TEXT SECTION:
§
The 10 Things You Should Experience Before Saying “I Do”
Were you one of those little girls who always dreamed about getting married, planned her wedding, mentally designed her own dress, and couldn’t wait to find the right person and settle down?
Even if you know exactly what you want (it’s fine if you don’t, too!), and whether or not you’ve already found your future spouse, there are 10 things you need to do before you say your vows.
#1: Get a Passport (and Use It!)
There is no better time to explore your own country and beyond than before you get hitched, and especially before you have kids. Go somewhere with your girlfriends to strengthen your bonds and create everlasting memories.
Or go with your significant other for a sneak peek at what it’s like to deal with potentially stressful situations in unfamiliar surroundings.
When you travel with someone, you learn so much about their personality (and whether you can see traveling with that person and being together 24/7 for extended periods of time for the rest of your life).
#2: Figure out Finances
One of the biggest causes for divorce has to do with disagreements surrounding money—how you spend it, what you spend it on, how much you save, how much you invest, and so on.
If you don’t understand finances and have a money plan in place, it will be difficult to talk about your financial plans as a married couple once the topic comes up (and it should come up, even if you plan to keep your own personal accounts, just so you know where the other person stands).
If you’re burdened with a lot of debt, see what you can do to alleviate that before tying the knot (and encourage your future husband to do the same), so you’re not starting off the marriage under financial stress.
For some help learning about budgeting and general finances, visit FeedthePig.org.
#3: Learn How to Cook
I’ve heard funny stories and even songs about the first year or two of marriage when one or both people in the relationship are trying to learn to cook. There are a couple of reasons you should go ahead and get comfortable in the kitchen before you get married.
§
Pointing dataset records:
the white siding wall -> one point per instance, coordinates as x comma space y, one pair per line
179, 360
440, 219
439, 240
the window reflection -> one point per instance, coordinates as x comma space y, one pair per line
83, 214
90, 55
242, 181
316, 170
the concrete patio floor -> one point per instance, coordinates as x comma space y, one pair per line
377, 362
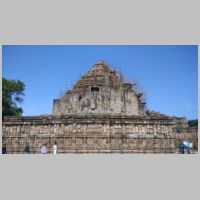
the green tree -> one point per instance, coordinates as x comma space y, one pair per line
12, 92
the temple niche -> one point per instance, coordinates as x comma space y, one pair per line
102, 91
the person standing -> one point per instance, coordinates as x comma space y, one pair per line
44, 149
4, 151
27, 148
55, 148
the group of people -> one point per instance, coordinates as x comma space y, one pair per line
186, 147
27, 149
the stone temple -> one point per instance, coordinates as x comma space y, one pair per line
101, 90
101, 113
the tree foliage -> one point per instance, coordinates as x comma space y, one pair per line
12, 92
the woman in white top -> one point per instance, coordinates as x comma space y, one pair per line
55, 148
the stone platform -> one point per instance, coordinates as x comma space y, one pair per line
91, 134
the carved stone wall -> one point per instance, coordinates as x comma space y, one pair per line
91, 134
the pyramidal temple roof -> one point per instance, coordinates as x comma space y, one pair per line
99, 75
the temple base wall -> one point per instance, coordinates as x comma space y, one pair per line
90, 134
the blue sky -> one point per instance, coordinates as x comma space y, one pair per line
168, 74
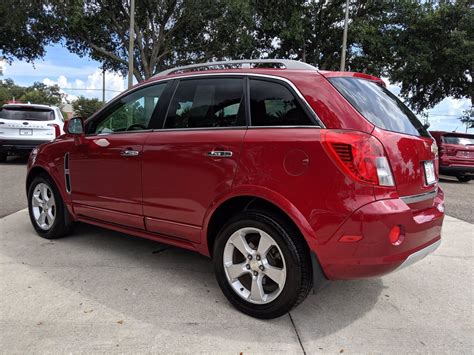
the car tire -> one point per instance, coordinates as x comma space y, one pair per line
47, 211
285, 257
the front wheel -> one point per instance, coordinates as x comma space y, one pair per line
262, 264
46, 209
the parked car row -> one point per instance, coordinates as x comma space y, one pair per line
25, 126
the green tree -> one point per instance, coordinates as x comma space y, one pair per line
433, 52
85, 107
167, 33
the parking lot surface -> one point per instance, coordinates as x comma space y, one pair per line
101, 291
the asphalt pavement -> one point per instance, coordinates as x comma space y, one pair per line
102, 291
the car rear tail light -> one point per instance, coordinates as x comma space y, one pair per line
359, 155
57, 130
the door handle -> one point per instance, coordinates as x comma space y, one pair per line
219, 154
129, 153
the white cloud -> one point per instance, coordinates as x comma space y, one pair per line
91, 87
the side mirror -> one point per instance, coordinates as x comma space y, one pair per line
74, 126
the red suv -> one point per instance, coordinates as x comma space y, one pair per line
285, 175
456, 154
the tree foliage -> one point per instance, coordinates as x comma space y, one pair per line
85, 107
167, 32
38, 93
433, 52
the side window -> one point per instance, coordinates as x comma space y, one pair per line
133, 112
272, 104
215, 102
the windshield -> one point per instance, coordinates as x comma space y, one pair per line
458, 140
379, 106
26, 114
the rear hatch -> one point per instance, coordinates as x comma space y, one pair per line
19, 122
459, 148
410, 149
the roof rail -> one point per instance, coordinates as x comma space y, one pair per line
244, 63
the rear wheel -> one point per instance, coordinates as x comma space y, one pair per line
262, 265
46, 209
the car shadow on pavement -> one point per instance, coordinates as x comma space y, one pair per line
171, 288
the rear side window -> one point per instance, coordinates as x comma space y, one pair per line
27, 114
379, 106
273, 104
458, 140
201, 103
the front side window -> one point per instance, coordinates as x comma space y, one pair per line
131, 113
200, 103
273, 104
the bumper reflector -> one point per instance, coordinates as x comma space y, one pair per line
395, 236
350, 238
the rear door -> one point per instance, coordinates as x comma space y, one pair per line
27, 123
412, 152
192, 159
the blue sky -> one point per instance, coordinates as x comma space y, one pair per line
83, 76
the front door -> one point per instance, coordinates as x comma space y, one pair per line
105, 170
193, 159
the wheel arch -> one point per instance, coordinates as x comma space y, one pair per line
265, 200
41, 170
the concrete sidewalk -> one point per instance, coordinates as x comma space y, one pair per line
101, 291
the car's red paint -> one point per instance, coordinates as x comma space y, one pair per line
170, 192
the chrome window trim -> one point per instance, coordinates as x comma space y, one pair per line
420, 197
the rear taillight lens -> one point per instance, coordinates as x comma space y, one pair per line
359, 155
57, 129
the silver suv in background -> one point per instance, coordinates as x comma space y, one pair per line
25, 126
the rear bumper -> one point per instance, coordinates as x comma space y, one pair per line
17, 145
456, 170
374, 255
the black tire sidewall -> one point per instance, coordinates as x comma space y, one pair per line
58, 228
288, 297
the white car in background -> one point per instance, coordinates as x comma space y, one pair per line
25, 126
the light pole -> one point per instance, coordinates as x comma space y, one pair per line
344, 38
130, 46
103, 84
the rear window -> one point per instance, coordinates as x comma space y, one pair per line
27, 114
379, 106
458, 140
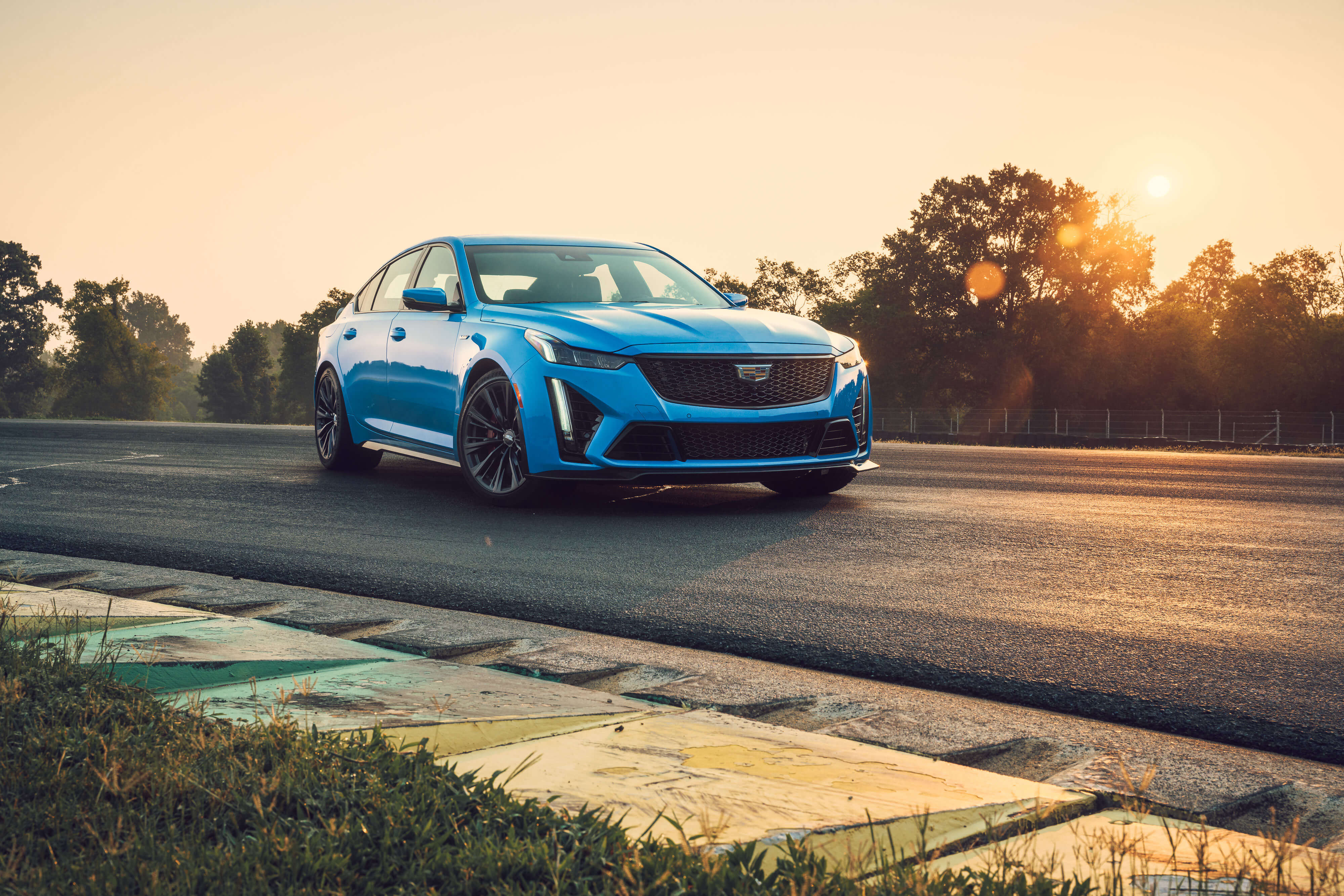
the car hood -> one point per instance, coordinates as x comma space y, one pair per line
615, 327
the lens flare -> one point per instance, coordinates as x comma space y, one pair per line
986, 280
1070, 236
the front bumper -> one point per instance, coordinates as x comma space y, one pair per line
626, 399
697, 476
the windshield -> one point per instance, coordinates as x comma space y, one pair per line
530, 274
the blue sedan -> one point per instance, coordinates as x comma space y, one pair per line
536, 360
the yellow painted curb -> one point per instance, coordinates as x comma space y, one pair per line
1127, 852
730, 780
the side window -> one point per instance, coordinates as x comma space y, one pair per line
366, 296
440, 269
389, 297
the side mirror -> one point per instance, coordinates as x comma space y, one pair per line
433, 300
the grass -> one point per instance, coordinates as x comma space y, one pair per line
106, 789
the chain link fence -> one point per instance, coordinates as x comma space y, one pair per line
1247, 428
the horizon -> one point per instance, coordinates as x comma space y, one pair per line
243, 163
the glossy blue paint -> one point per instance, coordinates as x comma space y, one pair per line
403, 371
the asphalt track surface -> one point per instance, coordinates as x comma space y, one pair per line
1198, 594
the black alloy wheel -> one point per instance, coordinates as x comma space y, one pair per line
812, 483
491, 446
337, 448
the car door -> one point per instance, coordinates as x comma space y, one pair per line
423, 381
362, 351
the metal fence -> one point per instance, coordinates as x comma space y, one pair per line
1251, 428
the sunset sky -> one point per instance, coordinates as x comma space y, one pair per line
240, 159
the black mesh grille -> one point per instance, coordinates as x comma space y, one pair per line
644, 444
714, 382
744, 441
839, 440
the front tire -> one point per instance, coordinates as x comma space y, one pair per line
491, 448
814, 483
337, 446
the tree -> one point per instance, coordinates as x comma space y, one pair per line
24, 330
1007, 289
251, 397
1283, 334
154, 324
779, 287
107, 371
222, 389
1205, 288
298, 354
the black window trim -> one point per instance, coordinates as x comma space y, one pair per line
423, 249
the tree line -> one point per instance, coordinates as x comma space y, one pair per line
1007, 291
127, 356
1013, 291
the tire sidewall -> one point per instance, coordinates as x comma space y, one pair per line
532, 487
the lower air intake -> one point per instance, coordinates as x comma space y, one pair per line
744, 441
644, 444
838, 440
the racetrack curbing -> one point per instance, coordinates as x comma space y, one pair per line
717, 778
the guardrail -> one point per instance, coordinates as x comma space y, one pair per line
1249, 428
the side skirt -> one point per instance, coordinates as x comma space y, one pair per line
397, 449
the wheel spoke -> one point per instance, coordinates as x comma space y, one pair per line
493, 461
485, 459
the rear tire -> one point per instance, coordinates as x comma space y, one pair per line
810, 484
491, 448
337, 446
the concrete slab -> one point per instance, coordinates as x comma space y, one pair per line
73, 612
458, 709
1127, 852
730, 780
174, 656
1233, 786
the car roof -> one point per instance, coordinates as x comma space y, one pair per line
515, 240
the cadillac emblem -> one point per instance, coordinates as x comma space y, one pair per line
753, 373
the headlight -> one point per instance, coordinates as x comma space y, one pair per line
558, 352
851, 359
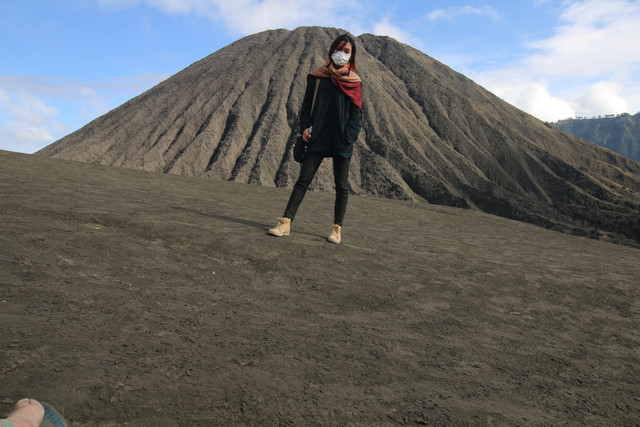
§
TASK INSTRUCTIONS:
**a.** Reproduce the entire article on things to experience before marriage, word for word.
**b.** In the rows, starting at the line that contains "the lower air" and ending at the final row, swap "concrete slab" for "concrete pad" and change nothing else. Give back only those lines, with the pictures left out.

RESULTS OF THE EXERCISE:
**a.**
The 10 Things You Should Experience Before Saying “I Do”
Were you one of those little girls who always dreamed about getting married, planned her wedding, mentally designed her own dress, and couldn’t wait to find the right person and settle down?
Even if you know exactly what you want (it’s fine if you don’t, too!), and whether or not you’ve already found your future spouse, there are 10 things you need to do before you say your vows.
#1: Get a Passport (and Use It!)
There is no better time to explore your own country and beyond than before you get hitched, and especially before you have kids. Go somewhere with your girlfriends to strengthen your bonds and create everlasting memories.
Or go with your significant other for a sneak peek at what it’s like to deal with potentially stressful situations in unfamiliar surroundings.
When you travel with someone, you learn so much about their personality (and whether you can see traveling with that person and being together 24/7 for extended periods of time for the rest of your life).
#2: Figure out Finances
One of the biggest causes for divorce has to do with disagreements surrounding money—how you spend it, what you spend it on, how much you save, how much you invest, and so on.
If you don’t understand finances and have a money plan in place, it will be difficult to talk about your financial plans as a married couple once the topic comes up (and it should come up, even if you plan to keep your own personal accounts, just so you know where the other person stands).
If you’re burdened with a lot of debt, see what you can do to alleviate that before tying the knot (and encourage your future husband to do the same), so you’re not starting off the marriage under financial stress.
For some help learning about budgeting and general finances, visit FeedthePig.org.
#3: Learn How to Cook
I’ve heard funny stories and even songs about the first year or two of marriage when one or both people in the relationship are trying to learn to cook. There are a couple of reasons you should go ahead and get comfortable in the kitchen before you get married.

**b.**
the lower air intake -> one point per instance, coordinates as x comma space y, one pair per line
744, 441
644, 444
838, 440
the racetrack curbing -> one point per instance, coordinates as x comma space y, one pair per line
717, 778
the guardrail -> one point per instance, coordinates as x comma space y, one pair per line
1249, 428
the side skirt -> one point per instance, coordinates as x comma space y, one pair per line
397, 449
the wheel spoke -> one point per instance, coordinates as x comma space y, one pair per line
493, 461
485, 459
the rear tire -> one point per instance, coordinates as x comma space y, one pair per line
810, 484
491, 448
337, 446
the concrete pad -> one point per instance, coordinates as x comma space y, one pair per line
73, 612
458, 709
1127, 852
730, 780
174, 656
1233, 786
the car roof -> one point per instance, coordinates as x comma space y, one pair per line
515, 240
the cadillac emblem -> one point per instance, coordinates as x comma space y, one pair per line
753, 373
the headlight -> one point per instance, coordinates as x comma space y, one pair per line
558, 352
851, 359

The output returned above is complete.